Text shown:

<<<<

BARRE — Vermont’s lone congressman said it’s time for Congress to debate if the U.S. should go to war in Syria.


U.S. Rep. Peter Welch, D-Vt., said Monday that, in light of recent attacks by ISIS that claimed the lives of nearly 200 people in Beirut and Paris, Congress needs to discuss what role the United States should play in response.


“Congress has to debate an authorization to use military force,” Welch said. “We’ve been on the sidelines, and I’ve been advocating for a congressional debate to take place and I think this is going to intensify the urgency of Congress doing that.”


Welch asserted that any debate will be belated, given the fact the United States is already engaged in military action in Syria, a failed state seen by most as the home of the self-proclaimed Islamic State, or ISIS.


“The fact is, we have been engaged in what we can call a war,” Welch said. “We’ve been engaging in air strikes. We lost a soldier who was on a rescue mission in Syria in a combat fatality. Those are acts when you are involved in a war.”


Welch said he has supported President Barack Obama’s mostly hands-off policy toward Syria, noting the president is under pressure from some congressional Republicans to deploy what Welch called “another occupation-style force in the region in Iraq and Syria.”

>>>>

Recorded data:
<<<<

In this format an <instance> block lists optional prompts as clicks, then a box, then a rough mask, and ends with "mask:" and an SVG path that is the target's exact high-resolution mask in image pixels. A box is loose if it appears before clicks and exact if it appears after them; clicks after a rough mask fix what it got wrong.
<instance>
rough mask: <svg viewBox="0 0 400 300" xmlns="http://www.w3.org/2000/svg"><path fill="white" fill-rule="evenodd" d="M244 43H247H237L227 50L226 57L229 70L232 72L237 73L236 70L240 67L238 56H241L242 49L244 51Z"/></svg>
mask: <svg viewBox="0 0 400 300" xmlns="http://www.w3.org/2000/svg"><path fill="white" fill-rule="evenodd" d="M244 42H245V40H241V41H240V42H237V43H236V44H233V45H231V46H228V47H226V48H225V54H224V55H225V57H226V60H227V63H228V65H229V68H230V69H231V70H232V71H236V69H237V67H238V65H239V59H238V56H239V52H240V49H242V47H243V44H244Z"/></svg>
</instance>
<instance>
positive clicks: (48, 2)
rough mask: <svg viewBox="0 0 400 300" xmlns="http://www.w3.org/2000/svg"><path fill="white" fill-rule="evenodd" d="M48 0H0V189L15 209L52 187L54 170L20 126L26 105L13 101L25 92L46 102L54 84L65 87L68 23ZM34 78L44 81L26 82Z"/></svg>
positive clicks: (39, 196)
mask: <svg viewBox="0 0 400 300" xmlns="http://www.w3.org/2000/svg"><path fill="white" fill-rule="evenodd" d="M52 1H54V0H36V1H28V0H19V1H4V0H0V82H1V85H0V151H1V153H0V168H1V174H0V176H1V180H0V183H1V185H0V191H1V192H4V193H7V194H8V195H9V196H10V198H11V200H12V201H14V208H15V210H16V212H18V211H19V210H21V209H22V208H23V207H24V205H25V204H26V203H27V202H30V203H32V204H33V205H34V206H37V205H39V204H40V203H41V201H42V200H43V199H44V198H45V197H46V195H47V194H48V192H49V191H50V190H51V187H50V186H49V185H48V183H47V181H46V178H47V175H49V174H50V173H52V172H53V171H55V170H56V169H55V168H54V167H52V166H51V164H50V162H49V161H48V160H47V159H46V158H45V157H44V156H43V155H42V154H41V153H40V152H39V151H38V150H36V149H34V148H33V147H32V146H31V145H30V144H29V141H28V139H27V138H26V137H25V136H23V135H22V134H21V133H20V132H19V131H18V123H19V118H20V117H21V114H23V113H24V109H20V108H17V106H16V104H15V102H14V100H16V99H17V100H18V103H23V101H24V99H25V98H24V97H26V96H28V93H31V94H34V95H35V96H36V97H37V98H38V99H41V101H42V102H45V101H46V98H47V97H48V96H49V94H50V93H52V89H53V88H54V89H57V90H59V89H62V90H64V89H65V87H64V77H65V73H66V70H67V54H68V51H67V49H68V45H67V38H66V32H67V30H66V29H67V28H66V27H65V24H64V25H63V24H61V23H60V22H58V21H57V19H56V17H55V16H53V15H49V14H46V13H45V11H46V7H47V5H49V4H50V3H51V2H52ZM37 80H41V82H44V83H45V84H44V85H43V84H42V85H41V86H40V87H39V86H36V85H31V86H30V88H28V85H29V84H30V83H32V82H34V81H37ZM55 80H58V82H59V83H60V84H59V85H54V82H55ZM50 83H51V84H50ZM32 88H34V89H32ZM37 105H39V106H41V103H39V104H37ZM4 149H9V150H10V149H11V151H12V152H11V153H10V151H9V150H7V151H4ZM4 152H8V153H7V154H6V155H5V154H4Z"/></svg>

>>>>

Check your understanding:
#1 In the article about Rep. Peter Welch and Syria, how many people were killed in the recent ISIS attacks in Beirut and Paris?
#2 Write a continuation of the article about Rep. Peter Welch and a congressional debate on Syria, starting after its final sentence.

Responses by item number:
#1 Nearly 200 people.

#2
“I disagree with that, largely because it won’t work, and we see what happens when the American military steps up and it’s our responsibility for dealing with historic problems that ultimately need to be solved in the Middle East, where the Sunni-Shiite divide continues unabated,” Welch said.


Instead, Welch said he would like to see the United States play a smaller, supporting role in a coalition led by countries in the Middle East.


“I think the U.S. should play a supporting role, and the supporting role needs to be part of a larger coalition, and we should have a discussion and debate about what the extent of that is,” Welch said. “When we don’t even have a debate on the authorization to use military force, Congress is putting itself on the sidelines when it has to be asserting the responsibility Congress has when there are hostilities.”